• Work request 1
Reproduce the passage of the Parma article that opens with the words containing "area_total_km2 = 260" and closes with "the province's inhabitants)".
• Work request 2
Pick up the article on Parma from the point where it stops and continue writing it.

Parma

Infobox CityIT
img_coa = Parma-Stemma.png official_name = Comune di Parma
region = Emilia-Romagna
province = Parma (PR)
elevation_m = 55



image_caption=Ponte Verdi in Parma by night.
area_total_km2 = 260
population_as_of = December 31, 2007
population_total = 178718
population_density_km2 =
name=Parma
mapx=44.8
mapy=10.33
timezone = CET, UTC+1
coordinates = coord|44|48|N|10|20|E|
frazioni = See list
telephone = 0521
postalcode = 43100
gentilic = Parmigiani (Pram'zan) (Parmensi (Arijoz) are
called the province's inhabitants)
saint = Sant'Ilario di Poitiers, Sant'Onorato, San Rocco
day = January 13
mayor = Pietro Vignali
website = [http://www.comune.parma.it www.comune.parma.it]

Parma is a city in the Italian region of Emilia-Romagna near Modena, famous for its architecture and the fine countryside around it. It is the home of the University of Parma, one of the oldest universities in the world.Parma is divided into two parts by the little stream with the same name. The Italian poet Attilio Bertolucci (born in a hamlet in the countryside) wrote: "As a capital city it had to have a river. As a little capital it received a stream, which is often dry".

History

Prehistory

Parma was already a built-up area in the Bronze Age. It has verified by now that in the current position of the city rose a "terramare". The "terramare" (Earthsea) were ancient villages in structural wood on pile-dwelling built according to a defined scheme and squared form, built on the dry land, generally in proximity of the rivers. During this age (among the 1500 BC and the 800 BC) the first necropolises (placed where stand the present-day Piazza Duomo and Millstone Square) rose also.

[Natural-language region descriptions]
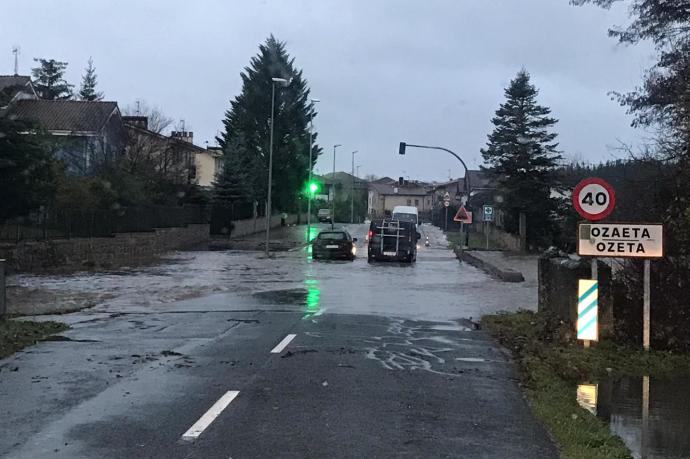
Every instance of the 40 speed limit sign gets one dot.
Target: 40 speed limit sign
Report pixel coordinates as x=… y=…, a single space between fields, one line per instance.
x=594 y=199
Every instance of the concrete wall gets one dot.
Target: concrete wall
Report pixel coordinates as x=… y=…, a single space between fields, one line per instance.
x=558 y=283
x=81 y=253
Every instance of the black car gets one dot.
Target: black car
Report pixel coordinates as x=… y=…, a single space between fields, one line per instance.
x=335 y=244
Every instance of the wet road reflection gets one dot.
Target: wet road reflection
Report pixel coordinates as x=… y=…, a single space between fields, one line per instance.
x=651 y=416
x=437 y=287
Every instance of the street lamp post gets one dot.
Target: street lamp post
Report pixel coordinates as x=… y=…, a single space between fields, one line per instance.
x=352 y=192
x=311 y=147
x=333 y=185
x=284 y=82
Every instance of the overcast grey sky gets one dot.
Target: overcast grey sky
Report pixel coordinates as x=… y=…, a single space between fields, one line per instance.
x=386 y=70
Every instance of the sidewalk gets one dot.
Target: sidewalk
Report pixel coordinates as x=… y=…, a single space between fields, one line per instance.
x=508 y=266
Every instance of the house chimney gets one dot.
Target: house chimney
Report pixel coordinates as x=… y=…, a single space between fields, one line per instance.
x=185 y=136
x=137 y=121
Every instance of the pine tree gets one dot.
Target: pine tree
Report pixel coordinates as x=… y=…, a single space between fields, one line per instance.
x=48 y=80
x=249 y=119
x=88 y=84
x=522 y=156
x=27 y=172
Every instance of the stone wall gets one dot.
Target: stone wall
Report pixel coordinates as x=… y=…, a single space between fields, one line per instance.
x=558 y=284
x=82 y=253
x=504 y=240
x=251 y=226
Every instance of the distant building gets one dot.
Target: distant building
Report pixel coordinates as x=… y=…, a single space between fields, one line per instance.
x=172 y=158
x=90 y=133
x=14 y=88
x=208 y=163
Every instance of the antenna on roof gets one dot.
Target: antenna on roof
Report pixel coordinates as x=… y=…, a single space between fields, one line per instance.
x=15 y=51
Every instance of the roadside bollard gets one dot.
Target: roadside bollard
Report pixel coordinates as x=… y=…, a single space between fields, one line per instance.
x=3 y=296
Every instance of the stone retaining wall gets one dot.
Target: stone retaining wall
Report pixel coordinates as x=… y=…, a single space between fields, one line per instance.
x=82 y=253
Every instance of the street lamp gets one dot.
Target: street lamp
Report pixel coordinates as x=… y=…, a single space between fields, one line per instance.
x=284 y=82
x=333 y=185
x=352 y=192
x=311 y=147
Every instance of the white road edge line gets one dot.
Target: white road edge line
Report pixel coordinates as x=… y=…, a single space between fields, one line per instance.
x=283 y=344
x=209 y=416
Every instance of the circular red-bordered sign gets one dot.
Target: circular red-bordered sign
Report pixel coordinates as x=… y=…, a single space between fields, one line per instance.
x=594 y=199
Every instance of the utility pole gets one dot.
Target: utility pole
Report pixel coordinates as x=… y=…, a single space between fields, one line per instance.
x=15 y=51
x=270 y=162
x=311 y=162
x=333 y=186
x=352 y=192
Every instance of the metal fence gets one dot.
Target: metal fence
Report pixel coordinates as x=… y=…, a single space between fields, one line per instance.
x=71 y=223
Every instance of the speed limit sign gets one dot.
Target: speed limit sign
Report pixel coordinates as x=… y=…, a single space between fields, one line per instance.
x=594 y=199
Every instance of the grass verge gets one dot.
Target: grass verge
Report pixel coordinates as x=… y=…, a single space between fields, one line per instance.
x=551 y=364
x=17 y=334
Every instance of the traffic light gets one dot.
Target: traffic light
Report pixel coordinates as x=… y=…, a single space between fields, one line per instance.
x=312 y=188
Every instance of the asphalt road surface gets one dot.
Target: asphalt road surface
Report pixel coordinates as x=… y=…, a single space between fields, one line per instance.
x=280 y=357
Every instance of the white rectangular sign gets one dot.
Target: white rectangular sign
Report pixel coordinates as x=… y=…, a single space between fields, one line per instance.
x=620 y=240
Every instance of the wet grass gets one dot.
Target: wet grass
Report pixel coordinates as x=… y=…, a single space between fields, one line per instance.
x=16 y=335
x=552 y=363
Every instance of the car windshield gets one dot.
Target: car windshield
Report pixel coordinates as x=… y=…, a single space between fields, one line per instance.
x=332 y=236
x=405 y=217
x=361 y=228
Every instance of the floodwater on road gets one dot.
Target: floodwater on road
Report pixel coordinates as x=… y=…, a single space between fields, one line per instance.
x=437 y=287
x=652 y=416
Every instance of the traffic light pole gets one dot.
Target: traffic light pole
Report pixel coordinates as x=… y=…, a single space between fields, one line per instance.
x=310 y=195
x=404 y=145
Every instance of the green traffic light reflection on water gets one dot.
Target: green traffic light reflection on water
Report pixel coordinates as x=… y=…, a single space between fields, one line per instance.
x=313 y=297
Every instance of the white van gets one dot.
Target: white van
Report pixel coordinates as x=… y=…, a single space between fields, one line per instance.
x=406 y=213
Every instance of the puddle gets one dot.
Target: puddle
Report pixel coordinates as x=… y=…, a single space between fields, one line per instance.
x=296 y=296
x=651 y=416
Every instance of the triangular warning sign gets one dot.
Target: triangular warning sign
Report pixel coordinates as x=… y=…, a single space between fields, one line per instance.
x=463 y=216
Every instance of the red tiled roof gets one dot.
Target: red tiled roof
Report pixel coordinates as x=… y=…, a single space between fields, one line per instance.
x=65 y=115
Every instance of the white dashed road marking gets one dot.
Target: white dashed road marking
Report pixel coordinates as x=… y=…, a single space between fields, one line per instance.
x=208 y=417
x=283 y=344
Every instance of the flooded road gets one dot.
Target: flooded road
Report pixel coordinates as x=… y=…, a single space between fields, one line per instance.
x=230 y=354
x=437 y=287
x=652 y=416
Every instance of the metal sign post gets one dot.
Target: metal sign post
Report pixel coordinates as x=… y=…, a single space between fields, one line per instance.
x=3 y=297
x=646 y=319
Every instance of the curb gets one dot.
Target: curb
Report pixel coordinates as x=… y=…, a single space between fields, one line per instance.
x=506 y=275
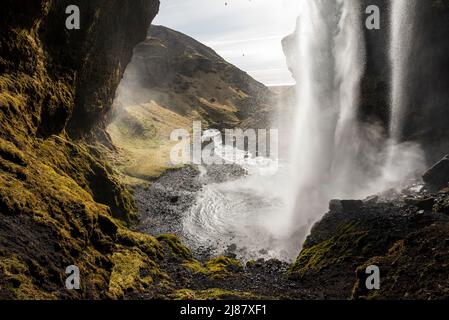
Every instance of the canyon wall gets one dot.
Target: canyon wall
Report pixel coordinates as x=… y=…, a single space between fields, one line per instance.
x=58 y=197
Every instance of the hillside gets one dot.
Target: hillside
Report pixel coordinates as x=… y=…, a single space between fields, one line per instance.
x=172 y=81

==

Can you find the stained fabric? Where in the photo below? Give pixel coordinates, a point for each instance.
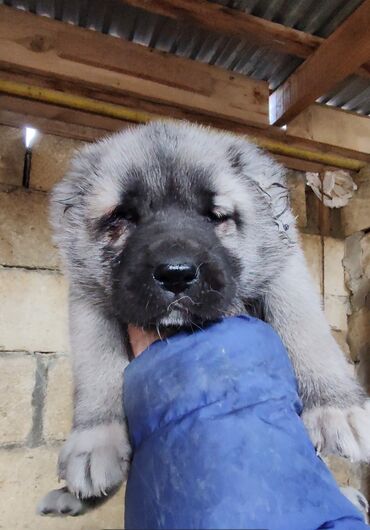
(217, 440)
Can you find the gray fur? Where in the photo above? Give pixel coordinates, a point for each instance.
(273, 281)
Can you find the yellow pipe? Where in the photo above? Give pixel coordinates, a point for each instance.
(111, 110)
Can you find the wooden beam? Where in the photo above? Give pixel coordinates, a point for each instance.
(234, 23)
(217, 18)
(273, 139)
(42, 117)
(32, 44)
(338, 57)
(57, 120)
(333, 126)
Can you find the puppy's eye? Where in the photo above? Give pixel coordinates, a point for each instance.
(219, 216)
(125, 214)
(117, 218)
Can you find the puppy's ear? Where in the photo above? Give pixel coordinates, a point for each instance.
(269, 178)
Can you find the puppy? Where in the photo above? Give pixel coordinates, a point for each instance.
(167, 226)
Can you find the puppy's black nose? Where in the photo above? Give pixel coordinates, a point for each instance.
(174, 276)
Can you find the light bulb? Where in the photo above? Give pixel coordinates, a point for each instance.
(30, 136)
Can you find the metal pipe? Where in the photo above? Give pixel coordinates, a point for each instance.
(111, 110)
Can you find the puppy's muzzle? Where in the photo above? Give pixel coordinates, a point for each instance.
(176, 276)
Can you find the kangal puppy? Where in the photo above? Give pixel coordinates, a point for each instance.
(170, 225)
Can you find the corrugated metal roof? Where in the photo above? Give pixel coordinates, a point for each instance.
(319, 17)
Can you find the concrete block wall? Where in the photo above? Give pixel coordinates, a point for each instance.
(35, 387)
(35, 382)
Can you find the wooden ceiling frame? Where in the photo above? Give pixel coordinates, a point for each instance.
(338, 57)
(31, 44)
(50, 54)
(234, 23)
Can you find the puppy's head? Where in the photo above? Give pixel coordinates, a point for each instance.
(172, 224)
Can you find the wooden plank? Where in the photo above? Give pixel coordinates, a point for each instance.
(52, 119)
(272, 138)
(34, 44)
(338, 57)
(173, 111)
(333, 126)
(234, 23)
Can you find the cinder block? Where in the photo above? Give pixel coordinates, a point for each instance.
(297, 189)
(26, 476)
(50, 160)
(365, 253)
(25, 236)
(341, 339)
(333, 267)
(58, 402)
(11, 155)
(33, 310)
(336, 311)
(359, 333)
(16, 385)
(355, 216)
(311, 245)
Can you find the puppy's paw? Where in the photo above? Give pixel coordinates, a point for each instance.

* * *

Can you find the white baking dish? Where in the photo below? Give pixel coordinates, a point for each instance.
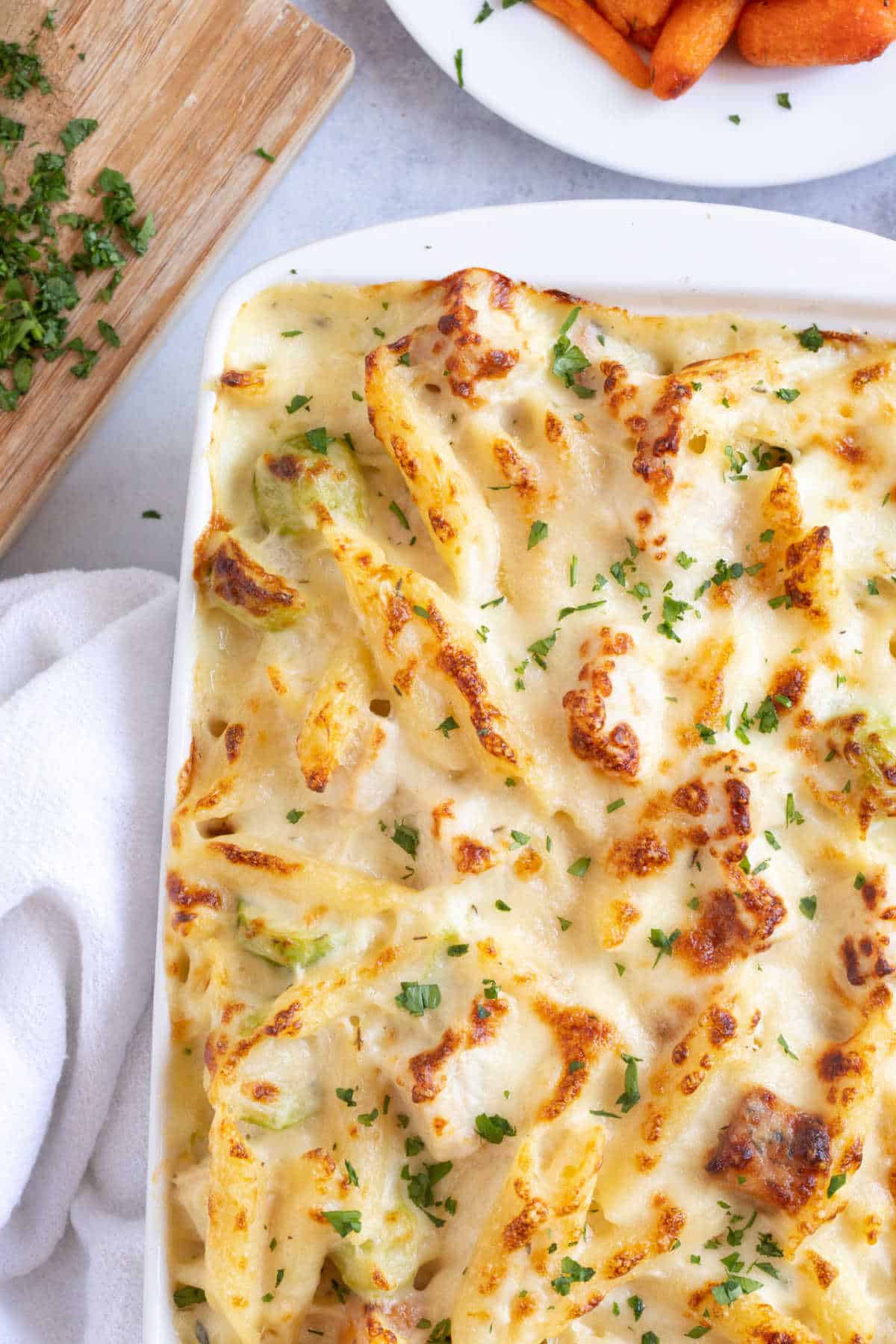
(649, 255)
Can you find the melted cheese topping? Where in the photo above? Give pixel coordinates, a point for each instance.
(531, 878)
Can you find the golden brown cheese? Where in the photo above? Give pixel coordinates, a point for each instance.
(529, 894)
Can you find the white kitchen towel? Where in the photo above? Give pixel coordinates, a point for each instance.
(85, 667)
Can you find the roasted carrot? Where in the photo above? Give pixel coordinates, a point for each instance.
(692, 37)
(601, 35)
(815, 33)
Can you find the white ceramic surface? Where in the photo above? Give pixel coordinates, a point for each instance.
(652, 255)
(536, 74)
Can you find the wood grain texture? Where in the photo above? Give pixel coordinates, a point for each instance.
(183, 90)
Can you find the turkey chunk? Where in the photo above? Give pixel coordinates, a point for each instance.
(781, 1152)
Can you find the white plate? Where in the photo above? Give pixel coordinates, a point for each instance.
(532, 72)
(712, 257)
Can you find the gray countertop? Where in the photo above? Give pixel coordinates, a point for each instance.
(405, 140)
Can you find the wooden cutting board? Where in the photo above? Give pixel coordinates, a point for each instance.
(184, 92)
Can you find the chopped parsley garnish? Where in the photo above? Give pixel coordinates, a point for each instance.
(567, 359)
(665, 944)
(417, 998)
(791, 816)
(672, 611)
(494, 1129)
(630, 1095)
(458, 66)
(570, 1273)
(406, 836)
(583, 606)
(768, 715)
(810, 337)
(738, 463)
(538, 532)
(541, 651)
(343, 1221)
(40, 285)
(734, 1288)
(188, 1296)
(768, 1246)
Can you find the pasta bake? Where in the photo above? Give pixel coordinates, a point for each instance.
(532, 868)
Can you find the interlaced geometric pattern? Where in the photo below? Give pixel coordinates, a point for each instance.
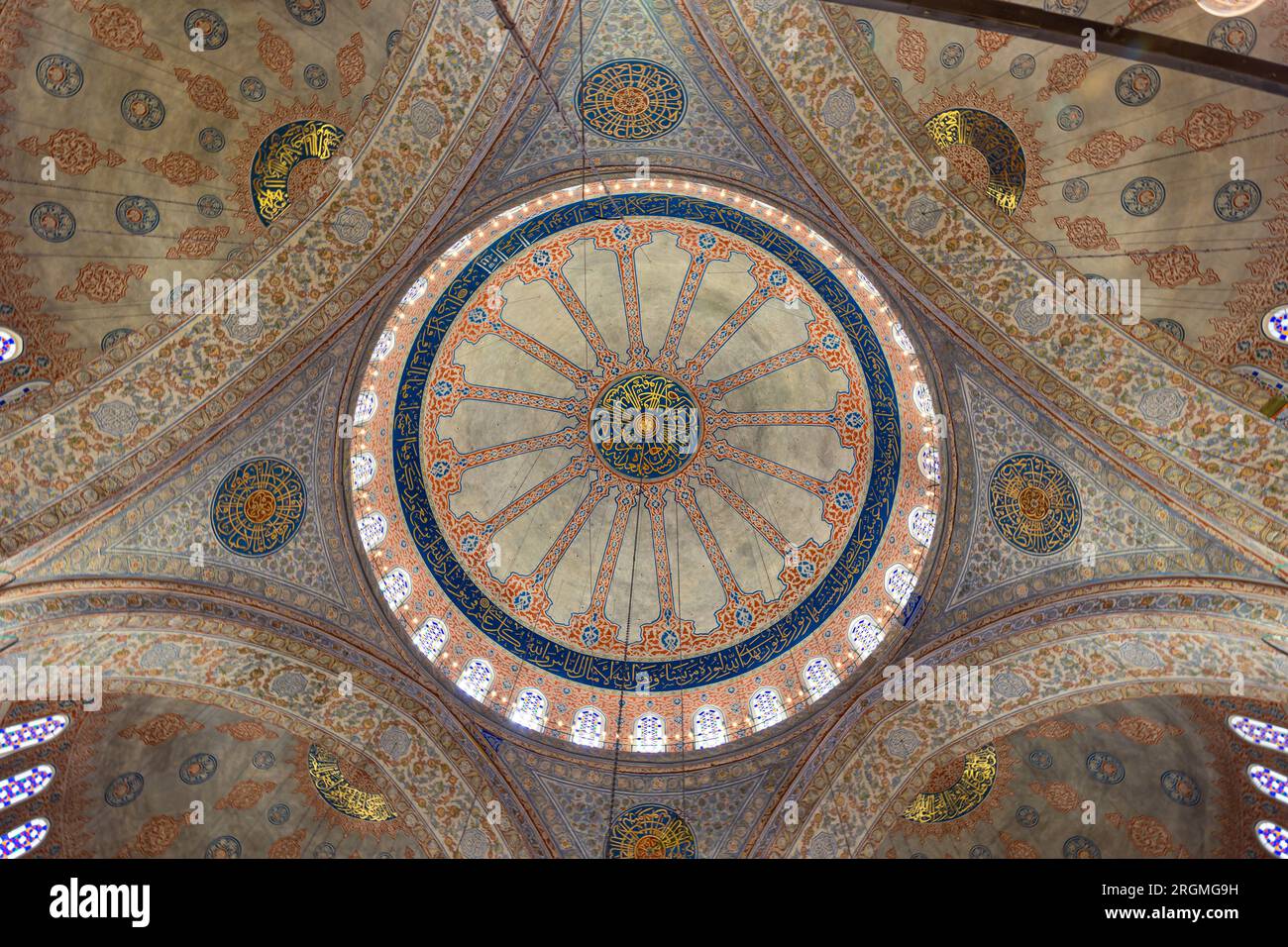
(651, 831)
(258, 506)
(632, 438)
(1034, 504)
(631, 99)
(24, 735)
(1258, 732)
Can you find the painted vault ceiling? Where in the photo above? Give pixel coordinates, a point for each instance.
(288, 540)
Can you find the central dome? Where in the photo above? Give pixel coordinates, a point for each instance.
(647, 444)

• Answer area 1
area_total_km2 = 260
population_as_of = December 31, 2007
population_total = 178718
population_density_km2 =
name=Parma
mapx=44.8
mapy=10.33
timezone = CET, UTC+1
coordinates = coord|44|48|N|10|20|E|
frazioni = See list
telephone = 0521
postalcode = 43100
gentilic = Parmigiani (Pram'zan) (Parmensi (Arijoz) are
called the province's inhabitants)

• Answer area 2
Ancient age

The city was most probably founded and named by the Etruscans, for a "parma" (circular shield) was a Latin borrowing, as were many Roman terms for particular arms, and "Parmeal", "Parmni" and "Parmnial" are names that appear in Etruscan inscriptions. Diodorus Siculus (XXII, 2,2; XXVIII, 2,1) reported that the Romans had changed their rectangular shields for round ones, imitating the Etruscans. Whether the Etruscan encampment was so named because it was round, like a shield, or whether its situation was a shield against the Gauls to the north, is more a matter of choice.

The Roman colony was founded in 183 BC, together with Mutina (Modena). 2000 families were settled. Parma had a certain importance as a road hub over the Via Aemilia and the Via Claudia. It had a forum, in what is today the central Garibaldi Square. In 44 BC, the city was destroyed, and Augustus rebuilt it. During the Roman Empire it gained the title of "Julia" for its loyalty to the imperial house.

The city was subsequently sacked by Attila, and later given by the barbarian king Odoacer to his fellows. During the Gothic War, however, Totila destroyed it. It was then part of the Byzantine Exarchate of Ravenna (changing name to "Chrysopolis", "Golden City", probably due to the presence of the army's treasure) and, from 569, of the Lombard Kingdom of Italy. During the Middle Ages, Parma became an important stage of the Via Francigena, the main road connecting Rome to Northern Europe: several castles, hospitals and inns were built in the following centuries to host the increasing number of pilgrims.

Middle Ages

Under the Frankish rule, Parma became the capital of a county (774). Like most northern Italian cities, it was nominally a part of the Holy Roman Empire created by Charlemagne, but locally ruled by its bishops, the first being Guidobus. In the subsequent struggles between Papacy and the Empire, Parma was usually a member of the Imperial party. Two of its bishops became antipopes: Càdalo, founder of the Cathedral, as Honorius II); and Guibert, as Clement III). An almost independent commune was created around 1140. After the Peace of Constance (1183), quarrels with the neighbouring communes of Reggio Emilia, Piacenza and Cremona became harsher: the aim was the control over the vital trading line over the Po River.

The struggle between Guelphs and Ghibelline was a feature of Parma too. In 1213 her "podestà" was the Guelph Rambertino Buvalelli. Then, after a long stance alongside the Emperors, the Papist families of the city gained control in 1248: the city was besieged by the Emperor Frederick II, who was however crushed in the battle that ensued.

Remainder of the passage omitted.